WORK TASK:
Nothing but the lines from the top of the data to the line holding "Trace the outline of each instance of the glass" should be printed, word for word and both ends included; leave the pictures out.

DATA:
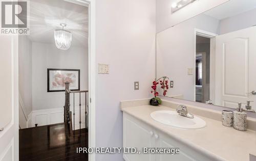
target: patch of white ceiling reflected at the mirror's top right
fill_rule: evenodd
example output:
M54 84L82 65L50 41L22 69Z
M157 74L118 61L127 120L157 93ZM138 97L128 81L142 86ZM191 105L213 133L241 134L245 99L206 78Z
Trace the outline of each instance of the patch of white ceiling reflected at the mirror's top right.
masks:
M230 0L223 5L206 11L204 14L221 20L255 8L256 0Z

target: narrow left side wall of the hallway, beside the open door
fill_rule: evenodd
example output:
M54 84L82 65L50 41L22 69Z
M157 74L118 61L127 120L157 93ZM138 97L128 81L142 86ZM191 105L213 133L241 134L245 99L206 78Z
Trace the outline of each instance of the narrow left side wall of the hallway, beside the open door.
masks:
M28 117L32 111L32 44L27 36L19 36L18 67L19 97L23 101L24 113Z

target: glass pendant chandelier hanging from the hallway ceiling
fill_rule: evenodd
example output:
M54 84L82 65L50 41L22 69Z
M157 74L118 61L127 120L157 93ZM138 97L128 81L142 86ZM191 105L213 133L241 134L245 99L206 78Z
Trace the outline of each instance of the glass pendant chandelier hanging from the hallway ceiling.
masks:
M67 26L66 23L60 23L60 25L62 26L62 30L54 31L55 44L58 49L67 50L71 45L72 33L64 30L64 27Z

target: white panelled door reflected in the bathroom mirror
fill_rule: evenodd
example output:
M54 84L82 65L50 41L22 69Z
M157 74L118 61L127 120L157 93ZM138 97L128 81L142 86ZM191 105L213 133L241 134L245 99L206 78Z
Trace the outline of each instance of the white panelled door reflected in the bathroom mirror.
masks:
M216 37L215 104L237 108L256 101L256 27ZM254 103L252 108L256 110Z

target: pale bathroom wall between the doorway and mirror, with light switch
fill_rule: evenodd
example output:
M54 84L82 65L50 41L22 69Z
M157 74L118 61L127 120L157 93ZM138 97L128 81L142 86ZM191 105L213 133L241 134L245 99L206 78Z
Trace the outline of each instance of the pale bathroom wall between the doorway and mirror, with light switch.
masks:
M122 147L121 100L152 97L155 3L155 0L96 1L96 63L110 64L110 74L97 75L97 147ZM140 83L137 91L135 81ZM96 160L123 159L122 154L98 154Z

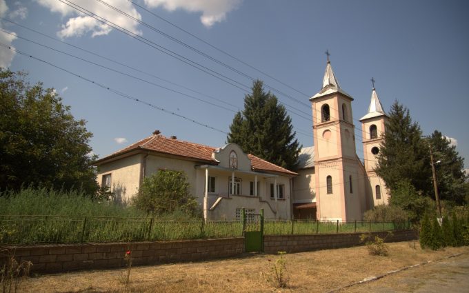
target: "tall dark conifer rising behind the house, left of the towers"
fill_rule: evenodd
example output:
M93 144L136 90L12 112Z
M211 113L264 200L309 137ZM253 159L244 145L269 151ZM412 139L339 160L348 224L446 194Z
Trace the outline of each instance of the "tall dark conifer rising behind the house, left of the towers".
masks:
M252 93L244 98L244 110L234 115L227 141L237 143L246 153L295 170L301 146L292 129L285 107L257 80Z

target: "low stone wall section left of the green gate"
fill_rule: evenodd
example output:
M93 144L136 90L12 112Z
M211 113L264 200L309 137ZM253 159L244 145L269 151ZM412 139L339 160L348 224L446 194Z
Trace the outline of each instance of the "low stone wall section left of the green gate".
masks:
M32 272L50 273L121 267L126 265L127 250L131 251L133 265L237 256L244 252L244 238L0 246L4 249L14 252L17 261L31 261ZM3 261L0 258L0 264Z

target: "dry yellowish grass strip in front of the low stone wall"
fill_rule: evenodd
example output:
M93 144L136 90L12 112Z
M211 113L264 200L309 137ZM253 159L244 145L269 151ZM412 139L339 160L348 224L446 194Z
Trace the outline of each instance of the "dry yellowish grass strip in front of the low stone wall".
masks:
M132 268L130 285L119 283L121 270L39 276L24 292L328 292L400 267L441 259L469 247L421 250L407 242L390 243L389 256L370 256L364 246L286 254L288 287L268 282L278 256L253 254L239 259ZM269 261L270 260L270 261Z

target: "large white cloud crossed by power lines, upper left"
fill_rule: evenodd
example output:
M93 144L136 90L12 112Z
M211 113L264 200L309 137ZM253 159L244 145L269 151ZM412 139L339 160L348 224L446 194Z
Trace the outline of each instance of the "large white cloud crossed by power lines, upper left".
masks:
M79 10L75 10L64 3L58 2L57 0L37 0L37 2L42 6L49 8L51 12L59 13L62 17L68 17L66 23L62 24L62 29L57 32L57 35L61 38L81 37L88 32L91 32L91 37L97 37L109 34L112 31L110 26L107 26L101 21L98 21L83 12L79 12ZM141 20L141 15L129 1L106 0L105 2L110 6L114 6L115 8L130 14L135 19ZM129 30L134 34L141 34L141 31L137 28L139 24L137 21L134 21L133 19L126 17L126 15L105 6L99 1L74 0L73 3L83 8L83 10L88 10L103 19L107 19L125 30Z

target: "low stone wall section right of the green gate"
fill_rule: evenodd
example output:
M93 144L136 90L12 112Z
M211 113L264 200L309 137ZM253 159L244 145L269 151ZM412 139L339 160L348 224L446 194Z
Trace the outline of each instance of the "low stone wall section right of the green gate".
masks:
M415 230L395 231L386 238L386 242L410 241L418 239ZM382 238L388 232L372 232ZM339 247L363 245L360 242L361 233L316 234L316 235L265 235L264 252L277 254L284 252L304 252L312 250L326 250Z

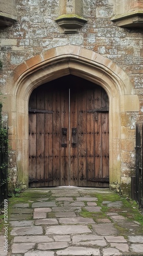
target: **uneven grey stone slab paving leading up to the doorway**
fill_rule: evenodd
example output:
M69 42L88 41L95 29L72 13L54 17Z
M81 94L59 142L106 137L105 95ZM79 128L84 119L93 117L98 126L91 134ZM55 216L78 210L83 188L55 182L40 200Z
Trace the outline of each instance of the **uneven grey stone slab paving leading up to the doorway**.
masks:
M91 196L95 192L111 193L108 189L57 187L49 190L52 200L37 198L32 207L28 203L13 206L9 256L143 255L142 227L121 215L122 202L103 202L108 209L114 209L103 217L98 199ZM94 212L94 218L81 217L82 209ZM26 220L25 216L31 212L33 220ZM124 227L125 234L121 236L117 227Z

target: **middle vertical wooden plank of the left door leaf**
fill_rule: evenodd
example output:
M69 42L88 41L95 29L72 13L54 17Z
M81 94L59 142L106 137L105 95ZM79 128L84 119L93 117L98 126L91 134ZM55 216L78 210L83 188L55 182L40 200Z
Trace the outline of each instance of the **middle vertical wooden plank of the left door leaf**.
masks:
M52 90L45 90L45 110L53 111ZM53 186L53 114L45 114L45 179L46 186Z

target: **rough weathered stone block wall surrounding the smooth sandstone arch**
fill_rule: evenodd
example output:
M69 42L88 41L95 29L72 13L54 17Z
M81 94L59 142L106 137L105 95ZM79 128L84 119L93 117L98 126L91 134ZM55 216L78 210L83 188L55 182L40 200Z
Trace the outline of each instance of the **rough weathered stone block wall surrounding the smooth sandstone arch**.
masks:
M127 73L134 89L133 93L139 97L139 115L136 111L130 112L130 108L127 113L121 114L121 182L122 189L126 190L134 172L135 123L137 120L143 120L143 40L141 29L121 28L111 22L116 3L116 0L82 0L82 16L87 23L78 34L62 34L55 22L60 15L59 0L16 0L17 22L0 30L0 59L3 61L0 82L1 91L8 94L9 90L5 84L14 68L34 55L59 46L80 46L115 62ZM8 102L5 101L4 111L7 112ZM16 137L15 123L15 115L12 113L9 117L12 159L9 167L14 177L17 176L17 146L12 140ZM125 138L128 138L128 141L125 142Z

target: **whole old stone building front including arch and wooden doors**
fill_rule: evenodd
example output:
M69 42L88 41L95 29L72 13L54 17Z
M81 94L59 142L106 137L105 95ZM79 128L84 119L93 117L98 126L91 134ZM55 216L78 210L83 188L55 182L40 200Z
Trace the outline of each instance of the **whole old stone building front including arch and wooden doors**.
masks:
M143 120L142 0L0 3L10 188L130 195Z

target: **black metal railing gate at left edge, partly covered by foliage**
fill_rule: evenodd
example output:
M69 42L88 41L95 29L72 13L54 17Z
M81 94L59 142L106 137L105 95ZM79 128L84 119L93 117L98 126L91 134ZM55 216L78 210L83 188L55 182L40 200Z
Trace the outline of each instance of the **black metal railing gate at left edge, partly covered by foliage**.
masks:
M8 127L0 122L0 208L8 196Z

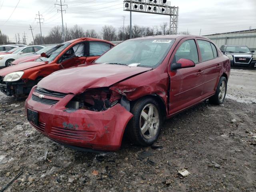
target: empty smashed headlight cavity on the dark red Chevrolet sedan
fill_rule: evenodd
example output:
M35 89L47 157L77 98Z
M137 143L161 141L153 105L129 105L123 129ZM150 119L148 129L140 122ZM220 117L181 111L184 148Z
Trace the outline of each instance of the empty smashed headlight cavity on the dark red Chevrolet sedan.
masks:
M74 98L68 102L66 108L104 111L117 104L121 97L120 94L108 88L91 89L74 96Z

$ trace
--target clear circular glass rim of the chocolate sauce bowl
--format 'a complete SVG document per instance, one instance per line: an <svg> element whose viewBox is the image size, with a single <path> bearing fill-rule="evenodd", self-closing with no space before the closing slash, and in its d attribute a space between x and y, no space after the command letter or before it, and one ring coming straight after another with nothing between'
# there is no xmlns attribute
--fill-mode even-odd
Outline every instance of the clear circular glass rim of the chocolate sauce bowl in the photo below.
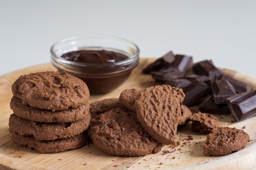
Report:
<svg viewBox="0 0 256 170"><path fill-rule="evenodd" d="M135 47L136 52L128 59L124 59L124 60L116 61L116 62L112 62L112 63L83 63L83 62L70 61L70 60L63 59L62 57L57 56L54 52L54 47L59 43L63 43L65 41L72 41L75 39L87 38L87 37L104 37L104 38L109 38L109 39L118 39L121 41L126 41L127 43L130 43L132 46ZM104 48L104 49L108 49L108 48ZM116 51L121 51L121 50L118 50L118 48L117 49L111 48L111 49L116 50ZM129 41L127 39L117 37L117 36L101 35L101 34L88 34L88 35L77 35L77 36L67 37L67 38L61 39L59 41L56 41L50 48L51 59L54 60L54 62L63 64L63 65L90 66L90 67L99 66L99 65L101 65L101 66L125 65L128 63L132 63L133 61L137 61L139 59L139 52L140 52L139 47L132 41Z"/></svg>

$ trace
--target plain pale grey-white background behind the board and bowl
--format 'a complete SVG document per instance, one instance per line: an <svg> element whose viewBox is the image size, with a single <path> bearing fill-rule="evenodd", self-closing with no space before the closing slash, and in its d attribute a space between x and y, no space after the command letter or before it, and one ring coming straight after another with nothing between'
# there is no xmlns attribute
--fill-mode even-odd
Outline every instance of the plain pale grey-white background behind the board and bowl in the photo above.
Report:
<svg viewBox="0 0 256 170"><path fill-rule="evenodd" d="M52 44L84 34L256 77L256 0L0 0L0 75L48 63Z"/></svg>

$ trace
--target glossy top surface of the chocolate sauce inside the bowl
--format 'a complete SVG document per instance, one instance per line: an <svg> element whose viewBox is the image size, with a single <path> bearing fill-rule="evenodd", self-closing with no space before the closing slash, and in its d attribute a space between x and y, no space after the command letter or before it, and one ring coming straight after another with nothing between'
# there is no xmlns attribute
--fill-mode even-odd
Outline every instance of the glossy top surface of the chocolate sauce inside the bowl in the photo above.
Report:
<svg viewBox="0 0 256 170"><path fill-rule="evenodd" d="M63 54L61 57L79 63L114 63L128 58L123 54L106 50L72 51Z"/></svg>

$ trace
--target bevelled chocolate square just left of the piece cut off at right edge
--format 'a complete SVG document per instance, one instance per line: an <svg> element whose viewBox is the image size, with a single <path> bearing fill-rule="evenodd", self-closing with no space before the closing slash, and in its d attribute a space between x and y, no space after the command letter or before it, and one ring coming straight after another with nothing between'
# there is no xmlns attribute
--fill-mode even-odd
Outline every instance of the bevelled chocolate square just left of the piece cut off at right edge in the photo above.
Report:
<svg viewBox="0 0 256 170"><path fill-rule="evenodd" d="M224 79L214 81L211 90L216 104L226 104L226 98L236 94L233 85Z"/></svg>

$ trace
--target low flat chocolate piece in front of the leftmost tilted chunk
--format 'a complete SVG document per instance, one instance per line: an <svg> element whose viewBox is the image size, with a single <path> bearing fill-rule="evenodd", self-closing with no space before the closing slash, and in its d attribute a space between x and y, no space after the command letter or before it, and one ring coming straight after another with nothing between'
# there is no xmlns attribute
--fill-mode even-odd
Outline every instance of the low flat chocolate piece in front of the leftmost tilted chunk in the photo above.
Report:
<svg viewBox="0 0 256 170"><path fill-rule="evenodd" d="M158 81L158 82L165 82L165 81L171 81L173 79L182 78L185 75L185 72L162 72L162 71L155 71L150 72L152 77Z"/></svg>

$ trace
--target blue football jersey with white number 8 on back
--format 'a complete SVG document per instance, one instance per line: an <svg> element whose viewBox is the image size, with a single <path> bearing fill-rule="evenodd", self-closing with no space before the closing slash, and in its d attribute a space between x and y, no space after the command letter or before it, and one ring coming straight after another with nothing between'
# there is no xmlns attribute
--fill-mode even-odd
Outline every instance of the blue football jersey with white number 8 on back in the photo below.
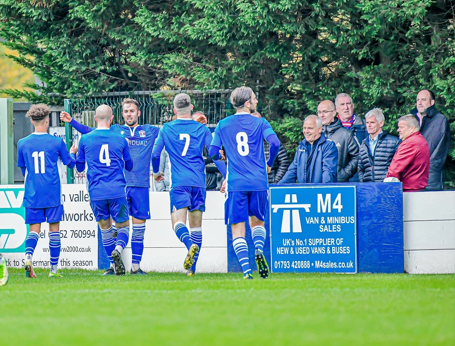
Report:
<svg viewBox="0 0 455 346"><path fill-rule="evenodd" d="M237 113L220 120L212 145L224 147L229 191L268 189L263 140L275 134L269 122L249 113Z"/></svg>

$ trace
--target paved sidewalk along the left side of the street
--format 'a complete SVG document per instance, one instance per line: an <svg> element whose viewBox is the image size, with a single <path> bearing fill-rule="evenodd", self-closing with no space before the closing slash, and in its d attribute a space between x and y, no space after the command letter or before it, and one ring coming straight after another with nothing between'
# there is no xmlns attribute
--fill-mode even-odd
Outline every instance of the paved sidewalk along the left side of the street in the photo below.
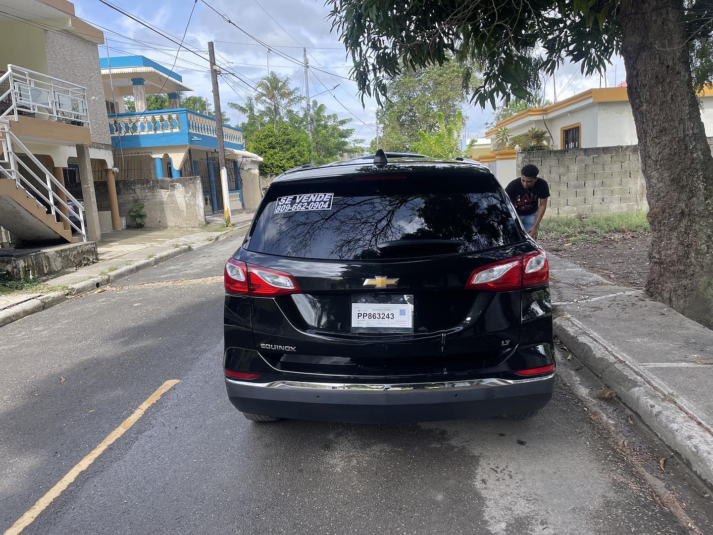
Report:
<svg viewBox="0 0 713 535"><path fill-rule="evenodd" d="M78 282L94 280L96 277L108 277L111 280L120 278L123 273L129 275L143 267L150 267L146 260L155 259L162 262L200 248L215 240L230 235L245 233L247 225L252 221L255 210L240 210L232 214L233 228L220 227L217 223L205 229L145 229L127 228L103 233L101 241L97 242L99 261L79 267L76 270L66 270L56 277L46 280L48 287L70 286ZM220 217L222 224L222 215ZM145 265L144 265L145 264ZM133 266L128 268L128 266ZM123 276L125 276L123 275ZM76 295L78 292L71 292ZM22 303L36 300L40 293L16 292L11 295L0 295L0 315L4 310L16 307ZM0 322L0 325L4 325Z"/></svg>

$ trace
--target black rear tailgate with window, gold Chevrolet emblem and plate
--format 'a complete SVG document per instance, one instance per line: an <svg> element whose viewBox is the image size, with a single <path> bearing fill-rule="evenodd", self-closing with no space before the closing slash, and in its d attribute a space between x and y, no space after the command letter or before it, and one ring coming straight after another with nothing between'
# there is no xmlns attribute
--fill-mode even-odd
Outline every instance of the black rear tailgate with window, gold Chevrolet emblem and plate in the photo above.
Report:
<svg viewBox="0 0 713 535"><path fill-rule="evenodd" d="M327 205L317 195L327 195L329 208L319 208ZM379 250L389 240L424 238L461 245ZM520 291L465 287L477 267L530 247L492 176L471 172L271 188L237 258L287 272L299 286L296 294L251 298L255 346L277 369L437 375L449 363L504 359L517 345ZM394 305L387 312L405 311L412 321L359 327L353 310L364 302Z"/></svg>

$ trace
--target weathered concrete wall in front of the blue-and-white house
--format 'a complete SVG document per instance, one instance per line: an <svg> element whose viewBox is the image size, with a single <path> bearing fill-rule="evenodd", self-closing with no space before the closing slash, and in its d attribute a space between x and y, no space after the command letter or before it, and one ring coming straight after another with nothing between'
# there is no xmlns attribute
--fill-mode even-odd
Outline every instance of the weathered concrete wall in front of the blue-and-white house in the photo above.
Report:
<svg viewBox="0 0 713 535"><path fill-rule="evenodd" d="M116 195L119 215L126 218L127 226L135 224L128 212L139 201L146 213L145 228L195 228L205 224L199 176L116 180Z"/></svg>

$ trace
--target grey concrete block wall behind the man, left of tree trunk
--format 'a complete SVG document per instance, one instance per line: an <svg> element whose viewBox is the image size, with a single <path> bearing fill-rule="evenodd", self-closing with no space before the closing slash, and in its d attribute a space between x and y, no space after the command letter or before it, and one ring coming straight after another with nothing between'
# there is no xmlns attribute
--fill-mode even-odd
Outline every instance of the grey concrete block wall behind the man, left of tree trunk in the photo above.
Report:
<svg viewBox="0 0 713 535"><path fill-rule="evenodd" d="M648 210L635 145L518 153L518 170L528 163L550 185L545 217Z"/></svg>

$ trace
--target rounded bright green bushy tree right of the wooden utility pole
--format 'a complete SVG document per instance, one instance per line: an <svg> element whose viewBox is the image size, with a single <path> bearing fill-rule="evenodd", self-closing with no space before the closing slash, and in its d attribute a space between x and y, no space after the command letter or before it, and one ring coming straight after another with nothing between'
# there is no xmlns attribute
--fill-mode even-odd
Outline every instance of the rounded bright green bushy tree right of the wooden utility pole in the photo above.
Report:
<svg viewBox="0 0 713 535"><path fill-rule="evenodd" d="M260 174L275 176L309 163L309 137L306 131L287 123L277 127L268 123L247 140L247 150L262 156Z"/></svg>

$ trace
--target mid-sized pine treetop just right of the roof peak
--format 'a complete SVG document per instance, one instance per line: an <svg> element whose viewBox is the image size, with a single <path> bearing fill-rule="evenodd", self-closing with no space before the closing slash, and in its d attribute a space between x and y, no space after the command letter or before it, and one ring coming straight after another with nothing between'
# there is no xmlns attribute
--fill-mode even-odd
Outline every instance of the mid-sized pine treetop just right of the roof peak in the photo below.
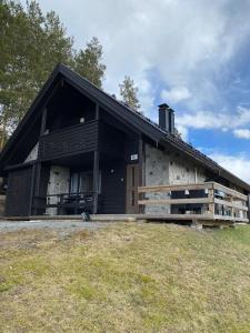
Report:
<svg viewBox="0 0 250 333"><path fill-rule="evenodd" d="M101 60L102 46L99 40L93 37L91 41L87 43L86 49L80 50L77 53L74 58L74 70L98 88L101 88L106 71L106 65L101 62Z"/></svg>

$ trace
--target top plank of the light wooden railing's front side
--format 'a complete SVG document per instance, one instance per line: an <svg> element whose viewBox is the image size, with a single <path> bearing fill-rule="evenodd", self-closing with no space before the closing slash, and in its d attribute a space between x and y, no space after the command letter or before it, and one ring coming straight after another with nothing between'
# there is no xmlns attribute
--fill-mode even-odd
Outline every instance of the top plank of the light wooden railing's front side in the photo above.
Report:
<svg viewBox="0 0 250 333"><path fill-rule="evenodd" d="M170 192L170 191L184 191L184 190L204 190L212 189L212 182L197 183L197 184L172 184L172 185L156 185L156 186L139 186L139 193L151 192Z"/></svg>

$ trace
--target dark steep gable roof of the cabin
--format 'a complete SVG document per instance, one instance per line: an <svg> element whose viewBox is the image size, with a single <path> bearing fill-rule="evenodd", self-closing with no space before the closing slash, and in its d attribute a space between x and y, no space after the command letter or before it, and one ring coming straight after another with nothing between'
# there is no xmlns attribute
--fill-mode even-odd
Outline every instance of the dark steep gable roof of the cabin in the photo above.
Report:
<svg viewBox="0 0 250 333"><path fill-rule="evenodd" d="M6 157L11 151L11 149L14 147L21 133L27 129L30 119L34 117L37 112L39 112L38 110L39 105L41 105L44 102L44 100L48 98L49 90L51 89L52 85L56 84L56 81L59 78L63 78L77 90L84 93L91 100L98 102L104 109L111 110L112 114L119 118L119 120L129 123L137 131L149 137L154 142L160 143L162 145L169 144L170 147L177 149L179 152L182 152L186 155L190 157L191 159L196 160L196 162L209 169L210 171L218 174L219 176L222 176L250 192L250 185L248 183L246 183L244 181L242 181L231 172L227 171L224 168L220 167L217 162L214 162L213 160L211 160L210 158L201 153L199 150L194 149L192 145L188 144L187 142L177 138L170 132L161 129L157 123L152 122L149 118L144 117L140 112L130 109L128 105L118 101L116 98L106 93L104 91L102 91L101 89L99 89L98 87L89 82L87 79L80 77L71 69L69 69L68 67L61 63L54 68L49 79L47 80L41 91L39 92L38 97L33 101L32 105L23 117L22 121L16 129L12 137L7 142L6 147L3 148L0 155L0 168L2 165L2 161L6 159Z"/></svg>

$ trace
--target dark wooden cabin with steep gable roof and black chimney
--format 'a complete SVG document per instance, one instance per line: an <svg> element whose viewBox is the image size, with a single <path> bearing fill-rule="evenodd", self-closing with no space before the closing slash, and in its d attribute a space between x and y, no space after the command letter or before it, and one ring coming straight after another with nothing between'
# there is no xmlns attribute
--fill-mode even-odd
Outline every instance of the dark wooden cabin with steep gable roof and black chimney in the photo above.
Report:
<svg viewBox="0 0 250 333"><path fill-rule="evenodd" d="M204 181L249 192L243 181L174 137L167 104L159 112L157 125L59 64L1 153L6 215L139 213L137 188L151 175L146 147L198 165Z"/></svg>

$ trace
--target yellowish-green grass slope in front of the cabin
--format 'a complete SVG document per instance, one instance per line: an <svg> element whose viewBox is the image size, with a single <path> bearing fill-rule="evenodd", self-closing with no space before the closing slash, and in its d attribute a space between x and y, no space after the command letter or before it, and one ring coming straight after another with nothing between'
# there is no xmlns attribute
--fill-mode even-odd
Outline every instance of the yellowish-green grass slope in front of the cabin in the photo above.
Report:
<svg viewBox="0 0 250 333"><path fill-rule="evenodd" d="M250 332L250 228L0 234L0 332Z"/></svg>

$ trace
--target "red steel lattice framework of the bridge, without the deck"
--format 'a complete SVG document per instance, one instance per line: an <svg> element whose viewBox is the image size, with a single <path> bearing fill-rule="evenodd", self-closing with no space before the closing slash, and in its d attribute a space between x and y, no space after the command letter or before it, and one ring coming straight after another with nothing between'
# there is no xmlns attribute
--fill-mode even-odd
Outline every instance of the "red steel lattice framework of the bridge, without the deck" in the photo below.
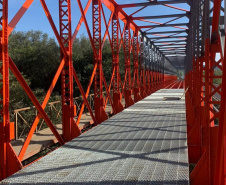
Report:
<svg viewBox="0 0 226 185"><path fill-rule="evenodd" d="M121 0L88 0L84 6L81 0L77 0L76 6L81 17L76 29L72 30L75 18L71 13L71 0L56 2L59 6L59 29L45 0L40 0L61 53L60 65L42 103L37 100L8 53L9 35L33 0L26 0L12 20L8 20L8 1L10 0L0 0L0 180L23 168L23 156L41 118L60 145L64 145L81 134L78 125L85 106L96 126L109 118L106 113L108 102L112 113L117 114L161 88L169 85L182 86L177 76L180 71L184 71L189 162L196 164L190 175L191 184L226 184L226 54L225 18L222 16L225 13L224 1L137 0L136 3L123 4ZM141 16L142 11L159 6L174 10L175 13L154 15L150 11L149 15L145 13L145 16ZM188 8L184 9L183 6ZM89 7L92 18L87 15ZM130 9L134 11L131 13L128 11ZM106 19L106 11L110 12L109 20ZM86 90L79 81L72 59L72 47L82 24L85 25L93 49L93 72ZM110 82L106 81L102 64L102 50L106 40L109 41L112 51ZM123 79L119 66L121 50L124 54ZM221 75L215 74L216 69ZM38 112L19 155L10 143L14 139L14 123L10 122L9 115L9 70ZM45 111L60 78L62 135ZM216 79L220 79L221 84L215 84ZM76 82L83 98L80 107L74 105L73 82ZM87 98L92 85L94 110ZM216 98L216 94L220 98Z"/></svg>

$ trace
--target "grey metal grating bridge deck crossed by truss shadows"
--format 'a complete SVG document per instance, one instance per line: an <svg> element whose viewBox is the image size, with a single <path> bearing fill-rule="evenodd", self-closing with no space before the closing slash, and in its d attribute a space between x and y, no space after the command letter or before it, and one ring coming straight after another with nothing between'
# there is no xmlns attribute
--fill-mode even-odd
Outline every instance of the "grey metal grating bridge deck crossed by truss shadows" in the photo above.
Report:
<svg viewBox="0 0 226 185"><path fill-rule="evenodd" d="M162 101L183 92L159 90L3 183L189 184L184 98Z"/></svg>

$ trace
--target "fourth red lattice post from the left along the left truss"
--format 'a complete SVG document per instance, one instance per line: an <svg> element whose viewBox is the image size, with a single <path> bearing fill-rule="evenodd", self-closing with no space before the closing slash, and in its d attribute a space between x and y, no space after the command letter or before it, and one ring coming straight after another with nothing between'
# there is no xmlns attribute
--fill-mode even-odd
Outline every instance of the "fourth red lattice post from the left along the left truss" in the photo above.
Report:
<svg viewBox="0 0 226 185"><path fill-rule="evenodd" d="M119 71L119 20L118 12L112 16L112 62L113 62L113 106L116 113L121 112L124 108L121 103L122 94L120 92L120 71Z"/></svg>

TASK SOLUTION:
target: patch of white ceiling reflected at the mirror's top right
fill_rule: evenodd
example output:
M54 84L82 65L50 41L22 69Z
M157 74L118 61L127 120L157 93ZM138 97L128 81L142 86ZM191 105L213 133L241 134L245 99L206 78Z
Trace the outline of each instance of the patch of white ceiling reflected at the mirror's top right.
masks:
M230 0L223 5L206 11L204 14L221 20L255 8L256 0Z

target: narrow left side wall of the hallway, beside the open door
fill_rule: evenodd
example output:
M54 84L82 65L50 41L22 69Z
M157 74L118 61L127 120L157 93ZM138 97L128 81L142 86ZM191 105L213 133L241 134L245 99L206 78Z
Trace the outline of each instance of the narrow left side wall of the hallway, beside the open door.
masks:
M28 117L32 111L32 44L27 36L19 36L18 67L19 97L23 101L24 113Z

target: glass pendant chandelier hanging from the hallway ceiling
fill_rule: evenodd
example output:
M54 84L82 65L50 41L22 69Z
M157 74L118 61L127 120L157 93ZM138 97L128 81L142 86ZM191 105L213 133L241 134L245 99L206 78Z
Trace the outline of each instance of the glass pendant chandelier hanging from the hallway ceiling.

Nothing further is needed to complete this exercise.